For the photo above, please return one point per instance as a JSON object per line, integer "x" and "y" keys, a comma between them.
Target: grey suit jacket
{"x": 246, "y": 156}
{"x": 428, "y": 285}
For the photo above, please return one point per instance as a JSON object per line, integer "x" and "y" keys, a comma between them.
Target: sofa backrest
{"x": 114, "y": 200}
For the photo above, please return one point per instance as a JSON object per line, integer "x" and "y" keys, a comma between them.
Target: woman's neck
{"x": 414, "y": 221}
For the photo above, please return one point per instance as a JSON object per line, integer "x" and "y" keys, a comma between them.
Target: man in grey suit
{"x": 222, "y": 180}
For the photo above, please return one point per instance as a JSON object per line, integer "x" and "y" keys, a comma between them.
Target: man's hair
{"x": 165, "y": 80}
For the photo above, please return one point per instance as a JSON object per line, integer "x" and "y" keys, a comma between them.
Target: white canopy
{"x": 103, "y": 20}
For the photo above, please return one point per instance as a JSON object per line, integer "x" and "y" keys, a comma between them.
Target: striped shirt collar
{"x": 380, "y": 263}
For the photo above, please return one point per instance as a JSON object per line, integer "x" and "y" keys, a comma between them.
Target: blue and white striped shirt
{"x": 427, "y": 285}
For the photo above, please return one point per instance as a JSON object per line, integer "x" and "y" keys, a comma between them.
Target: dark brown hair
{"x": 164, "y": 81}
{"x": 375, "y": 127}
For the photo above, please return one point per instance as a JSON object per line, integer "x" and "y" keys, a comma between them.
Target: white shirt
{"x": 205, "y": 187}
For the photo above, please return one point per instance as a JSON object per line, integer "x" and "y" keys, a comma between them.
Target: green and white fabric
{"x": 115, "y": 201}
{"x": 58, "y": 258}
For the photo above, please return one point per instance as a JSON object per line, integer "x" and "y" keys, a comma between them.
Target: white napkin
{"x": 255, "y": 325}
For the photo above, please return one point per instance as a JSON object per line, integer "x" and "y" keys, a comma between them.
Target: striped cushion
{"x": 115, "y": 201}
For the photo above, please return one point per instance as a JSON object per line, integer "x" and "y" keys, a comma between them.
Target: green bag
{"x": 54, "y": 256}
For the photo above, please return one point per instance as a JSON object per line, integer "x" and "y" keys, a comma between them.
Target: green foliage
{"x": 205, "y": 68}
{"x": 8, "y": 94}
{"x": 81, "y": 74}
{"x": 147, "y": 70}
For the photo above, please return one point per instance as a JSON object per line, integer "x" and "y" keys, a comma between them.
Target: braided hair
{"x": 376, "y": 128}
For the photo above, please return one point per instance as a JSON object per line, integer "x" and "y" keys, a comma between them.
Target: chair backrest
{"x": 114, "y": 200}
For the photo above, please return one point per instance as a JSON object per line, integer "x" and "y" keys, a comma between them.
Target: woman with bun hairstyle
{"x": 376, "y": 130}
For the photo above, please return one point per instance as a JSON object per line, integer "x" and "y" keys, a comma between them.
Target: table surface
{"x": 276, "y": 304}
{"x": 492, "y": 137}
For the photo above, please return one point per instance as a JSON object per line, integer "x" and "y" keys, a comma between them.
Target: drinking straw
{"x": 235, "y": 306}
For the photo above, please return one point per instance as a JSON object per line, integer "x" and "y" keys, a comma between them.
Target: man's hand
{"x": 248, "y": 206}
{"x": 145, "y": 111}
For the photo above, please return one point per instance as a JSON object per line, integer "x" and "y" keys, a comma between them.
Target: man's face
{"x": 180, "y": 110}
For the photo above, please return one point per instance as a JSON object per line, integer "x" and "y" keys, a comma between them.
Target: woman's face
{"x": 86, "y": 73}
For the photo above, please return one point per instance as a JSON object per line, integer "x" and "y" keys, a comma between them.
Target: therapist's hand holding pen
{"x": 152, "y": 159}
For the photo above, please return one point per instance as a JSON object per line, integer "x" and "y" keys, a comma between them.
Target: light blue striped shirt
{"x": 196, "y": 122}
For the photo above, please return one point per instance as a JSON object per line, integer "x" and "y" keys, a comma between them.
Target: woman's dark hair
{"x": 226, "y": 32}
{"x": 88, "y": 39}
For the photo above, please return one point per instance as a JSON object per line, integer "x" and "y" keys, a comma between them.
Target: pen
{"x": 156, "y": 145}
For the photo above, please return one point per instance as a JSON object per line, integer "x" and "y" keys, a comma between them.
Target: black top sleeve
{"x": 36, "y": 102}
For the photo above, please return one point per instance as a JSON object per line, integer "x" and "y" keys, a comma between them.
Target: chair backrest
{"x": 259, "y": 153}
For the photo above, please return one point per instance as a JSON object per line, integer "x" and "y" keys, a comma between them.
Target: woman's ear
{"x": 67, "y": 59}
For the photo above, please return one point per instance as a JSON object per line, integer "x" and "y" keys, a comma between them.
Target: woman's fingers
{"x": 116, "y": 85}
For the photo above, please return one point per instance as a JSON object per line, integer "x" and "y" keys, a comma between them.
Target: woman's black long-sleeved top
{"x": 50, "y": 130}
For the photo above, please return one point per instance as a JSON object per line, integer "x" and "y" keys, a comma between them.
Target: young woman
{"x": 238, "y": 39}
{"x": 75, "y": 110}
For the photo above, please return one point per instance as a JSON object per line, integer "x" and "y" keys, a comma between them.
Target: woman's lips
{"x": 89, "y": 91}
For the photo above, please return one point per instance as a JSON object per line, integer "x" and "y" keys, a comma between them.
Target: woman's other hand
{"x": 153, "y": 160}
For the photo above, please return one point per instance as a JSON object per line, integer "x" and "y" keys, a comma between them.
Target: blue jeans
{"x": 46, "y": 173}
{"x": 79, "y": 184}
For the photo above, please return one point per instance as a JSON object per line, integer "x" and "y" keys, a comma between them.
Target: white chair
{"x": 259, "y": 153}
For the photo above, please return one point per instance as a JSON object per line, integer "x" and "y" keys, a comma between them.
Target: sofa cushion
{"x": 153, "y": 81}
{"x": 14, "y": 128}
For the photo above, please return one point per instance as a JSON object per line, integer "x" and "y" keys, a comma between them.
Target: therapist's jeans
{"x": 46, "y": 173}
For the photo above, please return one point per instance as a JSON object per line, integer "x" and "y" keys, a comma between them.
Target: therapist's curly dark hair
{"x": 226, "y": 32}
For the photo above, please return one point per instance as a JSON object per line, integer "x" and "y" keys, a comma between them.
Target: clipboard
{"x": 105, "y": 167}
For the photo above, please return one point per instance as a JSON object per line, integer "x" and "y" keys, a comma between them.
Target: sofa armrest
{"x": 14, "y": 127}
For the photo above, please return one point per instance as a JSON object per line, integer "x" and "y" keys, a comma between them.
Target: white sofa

Task to carry out:
Copy each line of the data above without altering a single character.

Answer box:
For the photo above, please return one point per instance as a JSON object per line, integer "x" and "y" keys, a comma between them.
Target: grey suit jacket
{"x": 246, "y": 156}
{"x": 428, "y": 285}
For the photo above, please return one point per instance as a JSON object per line, integer "x" and "y" keys, a comma between them.
Target: sofa backrest
{"x": 114, "y": 200}
For the photo above, please return one point per instance as a JSON object per line, integer "x" and "y" keys, a comma between them.
Target: woman's neck
{"x": 414, "y": 221}
For the photo above, please return one point per instance as a JSON object per line, integer "x" and "y" keys, a comma between them.
Target: man in grey suit
{"x": 222, "y": 180}
For the photo above, please return one point per instance as a JSON object per line, integer "x" and "y" keys, a comma between them.
Target: man's hair
{"x": 165, "y": 80}
For the photo above, please return one point per instance as a JSON object per line, integer "x" and "y" keys, a comma between them.
Target: white canopy
{"x": 103, "y": 20}
For the photo above, please return one point per instance as a JSON object per line, integer "x" and "y" keys, a comma between them.
Target: striped shirt collar
{"x": 380, "y": 263}
For the photo above, please return one point per instance as a JSON object per line, integer "x" and "y" keys, a comma between them.
Target: blue and white striped shirt
{"x": 427, "y": 285}
For the photo above, please return one point per instance as a JSON object per line, integer "x" and "y" keys, a comma between them.
Target: dark brown hair
{"x": 164, "y": 81}
{"x": 375, "y": 127}
For the photo above, please return one point per instance as a JSON object per line, integer "x" and "y" keys, a comma between them.
Target: white shirt
{"x": 205, "y": 187}
For the photo above, please return one point per instance as a JSON object per line, integer "x" and "y" keys, a comma between them.
Target: green and white fabric
{"x": 115, "y": 201}
{"x": 58, "y": 258}
For the photo above, please return one point per instance as a JSON object per line, integer "x" and "y" keys, a comma between them.
Target: white napkin
{"x": 255, "y": 325}
For the photo above, please return one point per instance as a JSON object per line, integer "x" and "y" keys, a comma between them.
Target: striped cushion
{"x": 115, "y": 201}
For the photo above, please return one point per instance as a JSON object per line, integer "x" and "y" keys, a comma between them.
Target: green bag
{"x": 54, "y": 256}
For the photo above, please return one point per instance as a JSON object per line, integer "x" and "y" keys, a comma between them.
Target: green foliage
{"x": 205, "y": 68}
{"x": 8, "y": 94}
{"x": 81, "y": 74}
{"x": 147, "y": 70}
For the photo above, please return one point per instance as a JSON object per line, integer "x" and "y" keys, a comma between them.
Target: braided hair
{"x": 376, "y": 128}
For the photo above, please return one point per instance as a JSON object per line, integer "x" and "y" keys, a comma between them.
Target: chair backrest
{"x": 114, "y": 200}
For the photo above, please return one point per instance as a JSON object per line, integer "x" and "y" keys, a comma between them.
Target: woman with bun hairstyle
{"x": 376, "y": 130}
For the photo above, please return one point per instance as a JSON object per line, integer "x" and "y" keys, a comma between them.
Target: table surface
{"x": 276, "y": 304}
{"x": 492, "y": 137}
For the photo above, please return one point per instance as a JSON object per line, integer "x" and "y" keys, a comma between them.
Target: drinking straw
{"x": 235, "y": 306}
For the photo above, please return one point per instance as a JSON object per line, integer "x" and "y" keys, a comma between them.
Target: man's hand
{"x": 248, "y": 206}
{"x": 145, "y": 111}
For the photo above, please return one point per instance as a JSON object per line, integer "x" and "y" keys, a comma between them.
Target: man's face
{"x": 180, "y": 110}
For the photo above, please return one point per instance as a JSON object per line, integer "x" and "y" keys, a comma between them.
Target: woman's face
{"x": 86, "y": 73}
For the photo above, please return one point per instance as a JSON object per line, integer "x" and "y" keys, a comma between them.
Target: therapist's hand holding pen
{"x": 152, "y": 159}
For the photo above, please return one point per instance as a JSON object per line, integer "x" and "y" keys, a comma between them.
Target: light blue striped shirt
{"x": 196, "y": 122}
For the photo above, please return one point per instance as a JSON object per line, integer "x" and "y" keys, a comma between them.
Target: woman's dark hair
{"x": 226, "y": 32}
{"x": 88, "y": 39}
For the photo above, please return one point per instance as a JSON object per line, integer "x" and "y" keys, a comma between them.
Target: pen
{"x": 156, "y": 145}
For the photo above, please return one point per instance as a JSON object per line, integer "x" and "y" keys, a comma between them.
Target: black top sleeve
{"x": 36, "y": 102}
For the photo above, please return one point per instance as a JSON object per line, integer "x" and "y" keys, a comma between them.
Target: chair backrest
{"x": 259, "y": 153}
For the photo above, please return one point per instance as a JSON object per line, integer "x" and "y" keys, a comma between them.
Target: woman's ear
{"x": 67, "y": 59}
For the photo above, please return one point per instance as a JSON object per line, integer "x" and "y" keys, a comma between them.
Target: woman's fingers
{"x": 116, "y": 85}
For the photo above, please return one point per instance as a JSON object per line, integer "x" and "y" keys, a comma between them.
Target: woman's black long-sleeved top
{"x": 50, "y": 130}
For the photo above, please return one point per instance as a JSON object per line, integer "x" and "y" keys, a comma between them.
Target: young woman
{"x": 238, "y": 39}
{"x": 75, "y": 110}
For the photo above, please return one point per instance as a JSON object per line, integer "x" and "y" keys, a comma between them.
Target: woman's lips
{"x": 89, "y": 91}
For the photo above, please return one point per instance as a JSON object per line, integer "x" and "y" keys, a comma between them.
Target: woman's other hand
{"x": 153, "y": 160}
For the photo above, please return one point per instance as a JSON object per line, integer "x" and "y" keys, a comma between them.
Target: blue jeans
{"x": 46, "y": 173}
{"x": 79, "y": 184}
For the photo above, please return one point per instance as a JSON object per line, integer "x" and "y" keys, a comma between them.
Target: white chair
{"x": 259, "y": 153}
For the photo above, please return one point per instance as a JSON object per line, integer "x" and "y" keys, a comma between them.
Target: sofa cushion
{"x": 153, "y": 81}
{"x": 14, "y": 128}
For the photo above, please return one point per instance as a JSON object per line, integer "x" and "y" keys, a comma between them.
Target: therapist's jeans
{"x": 46, "y": 173}
For the photo above, please return one point per instance as a JSON object per line, integer "x" and "y" keys, a comma between them.
Target: therapist's curly dark hair
{"x": 226, "y": 32}
For the photo above, please return one point per instance as a JSON object per line, integer "x" and "y" keys, a comma between them.
Target: clipboard
{"x": 105, "y": 167}
For the photo above, please return one point per instance as a JSON object per line, integer "x" and "y" keys, a comma between them.
Target: sofa armrest
{"x": 14, "y": 127}
For the photo above, please return one point per instance as a JSON object per line, integer "x" and "y" keys, a comma between them.
Target: white sofa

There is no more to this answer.